◆ Task statement ◆
Collect every line of the listing below that contains the string "cliff". The match is case-sensitive.

Source records:
++++

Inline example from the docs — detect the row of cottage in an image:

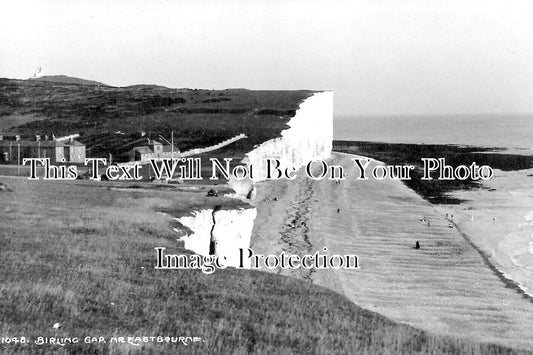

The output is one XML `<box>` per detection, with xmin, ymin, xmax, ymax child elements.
<box><xmin>0</xmin><ymin>134</ymin><xmax>246</xmax><ymax>164</ymax></box>
<box><xmin>0</xmin><ymin>134</ymin><xmax>85</xmax><ymax>164</ymax></box>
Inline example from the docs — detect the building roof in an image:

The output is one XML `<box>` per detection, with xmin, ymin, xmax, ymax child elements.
<box><xmin>163</xmin><ymin>145</ymin><xmax>180</xmax><ymax>153</ymax></box>
<box><xmin>0</xmin><ymin>140</ymin><xmax>64</xmax><ymax>147</ymax></box>
<box><xmin>65</xmin><ymin>140</ymin><xmax>85</xmax><ymax>147</ymax></box>
<box><xmin>133</xmin><ymin>146</ymin><xmax>153</xmax><ymax>154</ymax></box>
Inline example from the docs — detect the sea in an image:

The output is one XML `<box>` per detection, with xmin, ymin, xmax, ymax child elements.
<box><xmin>333</xmin><ymin>114</ymin><xmax>533</xmax><ymax>297</ymax></box>
<box><xmin>333</xmin><ymin>114</ymin><xmax>533</xmax><ymax>149</ymax></box>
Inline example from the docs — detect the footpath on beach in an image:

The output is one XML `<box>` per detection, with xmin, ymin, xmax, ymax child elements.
<box><xmin>252</xmin><ymin>153</ymin><xmax>533</xmax><ymax>350</ymax></box>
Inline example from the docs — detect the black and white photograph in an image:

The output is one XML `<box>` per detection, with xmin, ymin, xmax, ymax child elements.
<box><xmin>0</xmin><ymin>0</ymin><xmax>533</xmax><ymax>355</ymax></box>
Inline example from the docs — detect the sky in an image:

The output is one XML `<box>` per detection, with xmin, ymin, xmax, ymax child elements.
<box><xmin>0</xmin><ymin>0</ymin><xmax>533</xmax><ymax>116</ymax></box>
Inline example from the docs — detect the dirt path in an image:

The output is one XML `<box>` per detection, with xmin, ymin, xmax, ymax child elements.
<box><xmin>252</xmin><ymin>153</ymin><xmax>533</xmax><ymax>350</ymax></box>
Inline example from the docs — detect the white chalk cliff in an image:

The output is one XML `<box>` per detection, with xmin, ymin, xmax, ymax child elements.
<box><xmin>229</xmin><ymin>91</ymin><xmax>333</xmax><ymax>197</ymax></box>
<box><xmin>176</xmin><ymin>208</ymin><xmax>257</xmax><ymax>268</ymax></box>
<box><xmin>177</xmin><ymin>91</ymin><xmax>333</xmax><ymax>268</ymax></box>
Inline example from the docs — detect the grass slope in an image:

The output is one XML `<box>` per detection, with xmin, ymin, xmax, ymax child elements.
<box><xmin>0</xmin><ymin>178</ymin><xmax>517</xmax><ymax>354</ymax></box>
<box><xmin>0</xmin><ymin>79</ymin><xmax>312</xmax><ymax>160</ymax></box>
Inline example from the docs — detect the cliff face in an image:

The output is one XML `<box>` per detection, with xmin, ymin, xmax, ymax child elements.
<box><xmin>178</xmin><ymin>92</ymin><xmax>333</xmax><ymax>268</ymax></box>
<box><xmin>229</xmin><ymin>91</ymin><xmax>333</xmax><ymax>197</ymax></box>
<box><xmin>177</xmin><ymin>208</ymin><xmax>257</xmax><ymax>268</ymax></box>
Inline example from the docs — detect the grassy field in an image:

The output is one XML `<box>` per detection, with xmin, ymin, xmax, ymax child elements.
<box><xmin>0</xmin><ymin>79</ymin><xmax>312</xmax><ymax>160</ymax></box>
<box><xmin>0</xmin><ymin>178</ymin><xmax>528</xmax><ymax>354</ymax></box>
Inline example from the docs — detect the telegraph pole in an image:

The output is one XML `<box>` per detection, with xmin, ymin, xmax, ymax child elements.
<box><xmin>17</xmin><ymin>143</ymin><xmax>20</xmax><ymax>176</ymax></box>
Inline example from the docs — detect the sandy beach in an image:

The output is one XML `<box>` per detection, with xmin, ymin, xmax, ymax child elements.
<box><xmin>439</xmin><ymin>169</ymin><xmax>533</xmax><ymax>297</ymax></box>
<box><xmin>252</xmin><ymin>153</ymin><xmax>533</xmax><ymax>350</ymax></box>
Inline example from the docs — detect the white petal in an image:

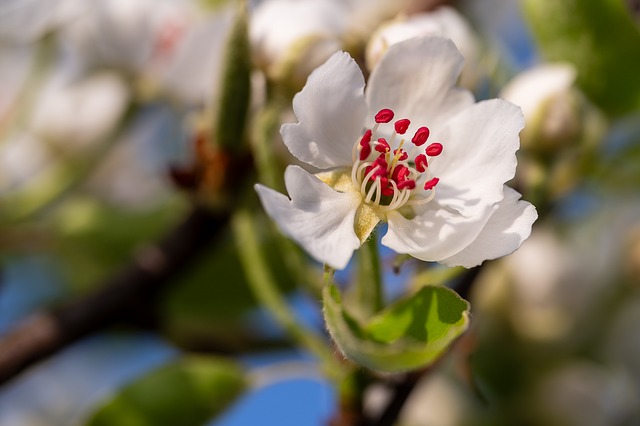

++++

◆ Output for this task ◆
Inline example from the docs — detect the white chalk cliff in an image:
Inline example from the docs — detect the cliff face in an image:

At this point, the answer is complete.